Task inputs:
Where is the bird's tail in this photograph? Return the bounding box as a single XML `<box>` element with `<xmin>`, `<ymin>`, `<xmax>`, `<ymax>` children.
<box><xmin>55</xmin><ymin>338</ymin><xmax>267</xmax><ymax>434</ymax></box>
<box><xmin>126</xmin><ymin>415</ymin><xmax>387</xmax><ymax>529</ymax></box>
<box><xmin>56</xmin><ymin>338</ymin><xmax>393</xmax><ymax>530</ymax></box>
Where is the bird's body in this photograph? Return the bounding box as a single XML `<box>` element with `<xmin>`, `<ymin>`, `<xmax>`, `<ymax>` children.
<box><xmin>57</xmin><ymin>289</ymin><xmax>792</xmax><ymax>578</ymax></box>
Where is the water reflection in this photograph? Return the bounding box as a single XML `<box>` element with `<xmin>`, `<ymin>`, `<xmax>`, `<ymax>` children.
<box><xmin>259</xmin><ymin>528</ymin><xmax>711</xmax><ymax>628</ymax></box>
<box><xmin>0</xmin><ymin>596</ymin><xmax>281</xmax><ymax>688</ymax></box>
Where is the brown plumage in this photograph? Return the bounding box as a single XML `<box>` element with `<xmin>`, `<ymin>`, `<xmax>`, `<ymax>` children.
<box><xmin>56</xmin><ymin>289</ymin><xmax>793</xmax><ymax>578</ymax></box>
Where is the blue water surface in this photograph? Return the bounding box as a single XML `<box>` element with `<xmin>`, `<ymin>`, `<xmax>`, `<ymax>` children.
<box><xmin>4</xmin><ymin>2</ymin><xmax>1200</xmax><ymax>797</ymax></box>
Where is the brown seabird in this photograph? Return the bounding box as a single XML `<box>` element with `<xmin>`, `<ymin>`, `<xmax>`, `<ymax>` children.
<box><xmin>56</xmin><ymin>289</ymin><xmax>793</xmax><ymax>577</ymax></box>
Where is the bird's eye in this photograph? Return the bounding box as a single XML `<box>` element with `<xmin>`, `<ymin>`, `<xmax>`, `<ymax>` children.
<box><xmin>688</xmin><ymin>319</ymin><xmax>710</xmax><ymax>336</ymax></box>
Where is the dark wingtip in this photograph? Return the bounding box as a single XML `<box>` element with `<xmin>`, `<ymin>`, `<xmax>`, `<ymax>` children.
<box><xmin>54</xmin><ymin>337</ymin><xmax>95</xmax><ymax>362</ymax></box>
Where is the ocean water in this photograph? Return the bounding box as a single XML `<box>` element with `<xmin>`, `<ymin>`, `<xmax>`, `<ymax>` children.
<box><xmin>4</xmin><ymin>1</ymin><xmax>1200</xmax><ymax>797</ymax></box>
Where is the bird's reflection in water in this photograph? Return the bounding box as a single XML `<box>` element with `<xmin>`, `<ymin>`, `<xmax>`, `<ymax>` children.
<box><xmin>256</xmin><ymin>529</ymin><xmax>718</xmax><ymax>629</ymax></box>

Instructions for the task: Top to bottom, the records above must be output exactly.

Output of the exercise:
Where is the bird's tail in this photograph? Return the bounding box as a single XML `<box>` element with `<xmin>`, `<ymin>`, `<xmax>`, `<ymax>` children.
<box><xmin>55</xmin><ymin>338</ymin><xmax>267</xmax><ymax>434</ymax></box>
<box><xmin>126</xmin><ymin>415</ymin><xmax>387</xmax><ymax>529</ymax></box>
<box><xmin>56</xmin><ymin>338</ymin><xmax>393</xmax><ymax>530</ymax></box>
Where is the bird's body in this photograph? Return the bounding box as a single XML `<box>` element with `<xmin>`, `<ymin>`, `<xmax>`, `<ymax>` children.
<box><xmin>57</xmin><ymin>289</ymin><xmax>792</xmax><ymax>578</ymax></box>
Where is the water reflection in this photograph? Return the bounding box as a single XML `<box>` element with `<xmin>`, `<ymin>`, `<xmax>`, `<ymax>` children.
<box><xmin>259</xmin><ymin>528</ymin><xmax>711</xmax><ymax>628</ymax></box>
<box><xmin>0</xmin><ymin>596</ymin><xmax>281</xmax><ymax>688</ymax></box>
Where is the brown plumage in this photograph? Return the bounding box as a single XML `<box>` element with `<xmin>`, `<ymin>`, `<xmax>`, `<ymax>` children.
<box><xmin>56</xmin><ymin>289</ymin><xmax>793</xmax><ymax>578</ymax></box>
Where is the blue water surface in this photograph? Return the bounding box as a single XML `<box>` element with `<xmin>`, `<ymin>`, `<xmax>`, `<ymax>` children.
<box><xmin>4</xmin><ymin>2</ymin><xmax>1200</xmax><ymax>797</ymax></box>
Where is the brown seabird in this photograph? Return the bounding box as a single XML `<box>` element with `<xmin>`, `<ymin>`, `<xmax>`, `<ymax>` children.
<box><xmin>56</xmin><ymin>289</ymin><xmax>793</xmax><ymax>577</ymax></box>
Where is the bird's eye in this photograph? Return the bounding box as a single XML `<box>` element with `<xmin>`, `<ymin>`, `<xmax>`, `<ymax>` children.
<box><xmin>688</xmin><ymin>319</ymin><xmax>710</xmax><ymax>336</ymax></box>
Where is the dark wingtip in this photograph? Return the bounding box as a single XML `<box>` element with `<xmin>`, `<ymin>`, `<xmax>`, `<ymax>` children.
<box><xmin>54</xmin><ymin>337</ymin><xmax>95</xmax><ymax>362</ymax></box>
Where is the ocean water in this photograph? Return the bounding box as a single XML `<box>` element with `<xmin>`, `<ymin>`, `<xmax>`, `<ymax>` children.
<box><xmin>4</xmin><ymin>1</ymin><xmax>1200</xmax><ymax>797</ymax></box>
Where is the bird's reflection in water in this photograph? Return the bounding box as a single XML `<box>` element with `<xmin>`, `<ymin>`, `<xmax>`, `<ymax>` children.
<box><xmin>256</xmin><ymin>529</ymin><xmax>718</xmax><ymax>629</ymax></box>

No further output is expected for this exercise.